EXTRAIT DU TEXTE
+++

Au centre du Cameroun, une centaine de paysannes étaient regroupées en association informelle pour cultiver le manioc, associé à d’autres plantes vivrières. Leur structuration en groupes d’initiatives communes (GIC), puis en coopérative, s’est déroulée sur une quinzaine d’années. Elles n’ont jamais eu de soutien financier extérieur mais bénéficient, au travers de la CNOP-cam (Concertation nationale des organisations paysannes du Cameroun), d’appuis techniques et de formations.
Constatant qu’elles étaient perdantes en vendant le manioc frais, ces femmes ont décidé de se lancer dans la transformation. Le système de tontines leur a permis d’acquérir des moulins pour la fabrication de farine, de semoule (atiéké, gari) et de tapioca. La Société coopérative de manioc, autres tubercules et produits agricoles (SOCOOPMATPA) compte actuellement 417 membres, parmi lesquels 138 hommes et 35 jeunes, signe que son rôle moteur est largement reconnu. Elle est dotée de groupes spécialisés dans la production de semences certifiées, dans la transformation et dans la commercialisation.

Toujours au Cameroun, des habitantes de la ville de Douala s’étaient organisées pour cultiver des terres dans la périphérie afin de subvenir au besoin de leurs familles. Aux côtés de quelques jeunes hommes, ces femmes pratiquaient une agriculture diversifiée, du petit élevage et, pour certaines, des activités de transformation. Elles étaient cependant confrontées à l’épuisement des sols dû à l’usage d’engrais et de pesticides chimiques et à des difficultés de commercialisation. Dès 2006, Caritas Douala, oeuvre sociale de l’Eglise catholique, est intervenue pour les appuyer. Mais avant de parler méthodes de culture, transformation et vente, Caritas a travaillé sur la cohésion du groupe et le partage du pouvoir. Des conflits larvés poussaient en effet certaines femmes à délaisser le champ communautaire.

+++

DONNÉES FOURNIES
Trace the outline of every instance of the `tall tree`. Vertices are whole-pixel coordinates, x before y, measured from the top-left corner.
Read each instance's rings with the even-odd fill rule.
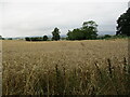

+++

BUT DU TRAVAIL
Selon l'extrait sur les paysannes du Cameroun, combien de membres compte actuellement la SOCOOPMATPA ?

RÉPONSE ATTENDUE
Elle compte actuellement 417 membres.